Copy out, exactly as written, only the line containing "Query: rear cab window" and the lines after it through the end of the records.

Region pointing data
******

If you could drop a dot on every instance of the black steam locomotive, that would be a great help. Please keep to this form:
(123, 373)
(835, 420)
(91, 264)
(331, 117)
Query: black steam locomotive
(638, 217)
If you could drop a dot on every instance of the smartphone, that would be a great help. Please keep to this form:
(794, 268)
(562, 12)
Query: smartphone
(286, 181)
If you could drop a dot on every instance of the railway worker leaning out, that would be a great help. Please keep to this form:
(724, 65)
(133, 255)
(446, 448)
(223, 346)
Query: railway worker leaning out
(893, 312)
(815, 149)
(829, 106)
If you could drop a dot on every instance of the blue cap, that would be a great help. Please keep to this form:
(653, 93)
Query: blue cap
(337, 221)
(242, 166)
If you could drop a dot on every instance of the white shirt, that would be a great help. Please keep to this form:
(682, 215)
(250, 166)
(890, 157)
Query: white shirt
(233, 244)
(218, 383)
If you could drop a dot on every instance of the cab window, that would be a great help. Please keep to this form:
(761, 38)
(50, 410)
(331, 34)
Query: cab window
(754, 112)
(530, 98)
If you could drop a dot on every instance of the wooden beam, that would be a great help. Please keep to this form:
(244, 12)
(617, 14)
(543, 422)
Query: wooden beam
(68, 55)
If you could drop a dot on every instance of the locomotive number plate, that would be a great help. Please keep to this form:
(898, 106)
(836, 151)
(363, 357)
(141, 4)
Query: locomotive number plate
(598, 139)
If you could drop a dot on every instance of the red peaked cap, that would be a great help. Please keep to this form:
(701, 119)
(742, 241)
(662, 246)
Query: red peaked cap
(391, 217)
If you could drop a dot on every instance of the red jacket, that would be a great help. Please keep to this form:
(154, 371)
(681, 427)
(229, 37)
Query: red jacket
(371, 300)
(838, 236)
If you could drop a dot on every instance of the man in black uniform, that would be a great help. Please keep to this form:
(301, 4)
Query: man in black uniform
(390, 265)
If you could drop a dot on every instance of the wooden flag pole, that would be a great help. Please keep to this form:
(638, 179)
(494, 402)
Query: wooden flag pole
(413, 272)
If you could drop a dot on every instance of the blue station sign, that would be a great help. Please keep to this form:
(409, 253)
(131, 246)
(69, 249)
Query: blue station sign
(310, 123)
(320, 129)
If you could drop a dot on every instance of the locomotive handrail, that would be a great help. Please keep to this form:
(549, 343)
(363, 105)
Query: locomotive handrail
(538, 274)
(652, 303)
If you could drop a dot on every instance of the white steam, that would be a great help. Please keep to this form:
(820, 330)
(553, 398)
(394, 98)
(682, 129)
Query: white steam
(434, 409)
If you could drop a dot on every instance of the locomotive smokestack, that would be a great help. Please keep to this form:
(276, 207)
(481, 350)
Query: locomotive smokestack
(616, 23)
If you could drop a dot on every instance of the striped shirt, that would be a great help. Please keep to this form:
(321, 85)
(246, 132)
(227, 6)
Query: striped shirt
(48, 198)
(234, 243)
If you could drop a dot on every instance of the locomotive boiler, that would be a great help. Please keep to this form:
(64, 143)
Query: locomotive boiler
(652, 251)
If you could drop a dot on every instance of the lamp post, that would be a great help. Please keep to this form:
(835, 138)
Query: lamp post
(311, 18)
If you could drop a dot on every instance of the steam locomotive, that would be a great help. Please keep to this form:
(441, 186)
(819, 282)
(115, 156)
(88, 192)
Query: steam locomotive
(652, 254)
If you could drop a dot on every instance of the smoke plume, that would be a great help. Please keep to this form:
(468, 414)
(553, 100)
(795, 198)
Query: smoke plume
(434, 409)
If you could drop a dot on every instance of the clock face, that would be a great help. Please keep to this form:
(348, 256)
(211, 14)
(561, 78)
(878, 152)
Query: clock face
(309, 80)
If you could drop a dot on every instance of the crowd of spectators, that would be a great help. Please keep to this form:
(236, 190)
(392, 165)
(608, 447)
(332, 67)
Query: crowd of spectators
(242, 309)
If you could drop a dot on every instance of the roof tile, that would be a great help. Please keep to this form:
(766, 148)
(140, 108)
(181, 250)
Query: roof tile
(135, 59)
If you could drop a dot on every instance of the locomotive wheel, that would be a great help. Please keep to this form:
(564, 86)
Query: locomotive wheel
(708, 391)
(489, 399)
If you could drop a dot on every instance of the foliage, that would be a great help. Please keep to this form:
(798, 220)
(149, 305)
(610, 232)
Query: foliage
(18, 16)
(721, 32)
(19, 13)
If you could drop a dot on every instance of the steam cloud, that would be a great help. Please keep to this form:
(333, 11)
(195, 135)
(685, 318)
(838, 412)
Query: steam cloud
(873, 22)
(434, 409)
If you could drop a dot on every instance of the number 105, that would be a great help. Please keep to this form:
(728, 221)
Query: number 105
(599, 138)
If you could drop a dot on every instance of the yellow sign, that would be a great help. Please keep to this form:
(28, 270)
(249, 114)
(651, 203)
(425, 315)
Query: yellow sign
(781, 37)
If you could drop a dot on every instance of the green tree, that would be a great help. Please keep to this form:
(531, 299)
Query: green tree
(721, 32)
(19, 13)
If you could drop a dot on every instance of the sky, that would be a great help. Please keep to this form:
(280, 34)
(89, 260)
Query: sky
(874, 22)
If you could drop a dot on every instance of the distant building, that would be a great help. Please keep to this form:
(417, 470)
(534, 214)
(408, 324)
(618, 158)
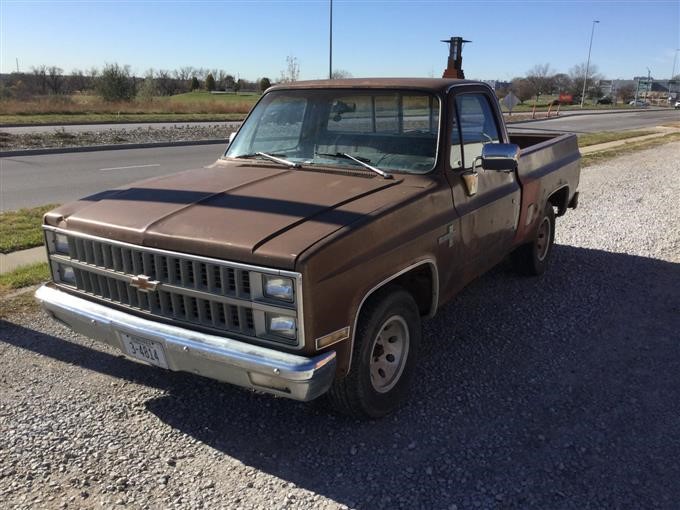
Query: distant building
(498, 85)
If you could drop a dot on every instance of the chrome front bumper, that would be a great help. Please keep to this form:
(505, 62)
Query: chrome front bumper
(223, 359)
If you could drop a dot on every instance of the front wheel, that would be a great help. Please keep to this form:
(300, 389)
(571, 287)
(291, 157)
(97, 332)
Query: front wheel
(383, 358)
(532, 258)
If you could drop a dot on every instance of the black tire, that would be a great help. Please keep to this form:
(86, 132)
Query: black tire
(359, 394)
(531, 259)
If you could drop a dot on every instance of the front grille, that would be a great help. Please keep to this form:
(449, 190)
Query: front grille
(215, 294)
(175, 270)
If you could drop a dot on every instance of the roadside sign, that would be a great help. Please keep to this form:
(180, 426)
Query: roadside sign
(510, 101)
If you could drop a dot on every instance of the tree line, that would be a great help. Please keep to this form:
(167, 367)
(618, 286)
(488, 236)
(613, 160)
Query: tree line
(115, 82)
(542, 80)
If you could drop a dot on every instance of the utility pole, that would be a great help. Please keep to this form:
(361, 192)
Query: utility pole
(649, 85)
(675, 59)
(330, 44)
(585, 78)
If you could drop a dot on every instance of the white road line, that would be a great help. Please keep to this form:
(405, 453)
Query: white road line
(127, 167)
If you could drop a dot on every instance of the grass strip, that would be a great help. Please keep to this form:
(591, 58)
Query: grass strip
(24, 276)
(15, 305)
(22, 229)
(586, 139)
(599, 157)
(93, 118)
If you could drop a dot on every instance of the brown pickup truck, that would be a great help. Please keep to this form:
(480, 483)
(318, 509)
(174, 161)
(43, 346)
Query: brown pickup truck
(302, 262)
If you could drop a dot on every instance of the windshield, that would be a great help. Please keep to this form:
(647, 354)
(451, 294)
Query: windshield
(389, 130)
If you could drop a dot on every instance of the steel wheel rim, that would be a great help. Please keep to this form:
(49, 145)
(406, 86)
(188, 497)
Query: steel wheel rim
(389, 352)
(543, 239)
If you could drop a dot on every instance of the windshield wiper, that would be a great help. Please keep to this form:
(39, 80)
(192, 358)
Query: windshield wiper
(270, 158)
(365, 164)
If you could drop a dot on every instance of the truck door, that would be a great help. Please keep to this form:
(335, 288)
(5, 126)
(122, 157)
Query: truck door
(489, 216)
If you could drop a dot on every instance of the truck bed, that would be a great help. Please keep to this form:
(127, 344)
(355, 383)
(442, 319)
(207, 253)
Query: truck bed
(548, 169)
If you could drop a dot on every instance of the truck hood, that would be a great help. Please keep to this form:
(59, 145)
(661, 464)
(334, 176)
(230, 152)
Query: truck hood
(232, 210)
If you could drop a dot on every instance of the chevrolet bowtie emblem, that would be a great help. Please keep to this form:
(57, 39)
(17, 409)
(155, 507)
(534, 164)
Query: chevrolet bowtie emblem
(448, 237)
(143, 283)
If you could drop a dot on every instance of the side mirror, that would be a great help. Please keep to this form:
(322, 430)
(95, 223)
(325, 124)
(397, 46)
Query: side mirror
(502, 157)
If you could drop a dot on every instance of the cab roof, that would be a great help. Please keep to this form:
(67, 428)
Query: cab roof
(434, 85)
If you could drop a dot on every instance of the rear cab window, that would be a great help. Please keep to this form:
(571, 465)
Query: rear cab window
(474, 124)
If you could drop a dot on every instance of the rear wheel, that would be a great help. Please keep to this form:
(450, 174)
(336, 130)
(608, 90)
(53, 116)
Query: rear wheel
(386, 344)
(532, 258)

******

ANSWER TO THIS TASK:
Query: rear cab window
(474, 124)
If you could drop a dot on every instance of the rear wheel, that would be a great help. Please keep to this form:
(450, 174)
(336, 130)
(608, 90)
(53, 116)
Query: rear wheel
(386, 344)
(532, 258)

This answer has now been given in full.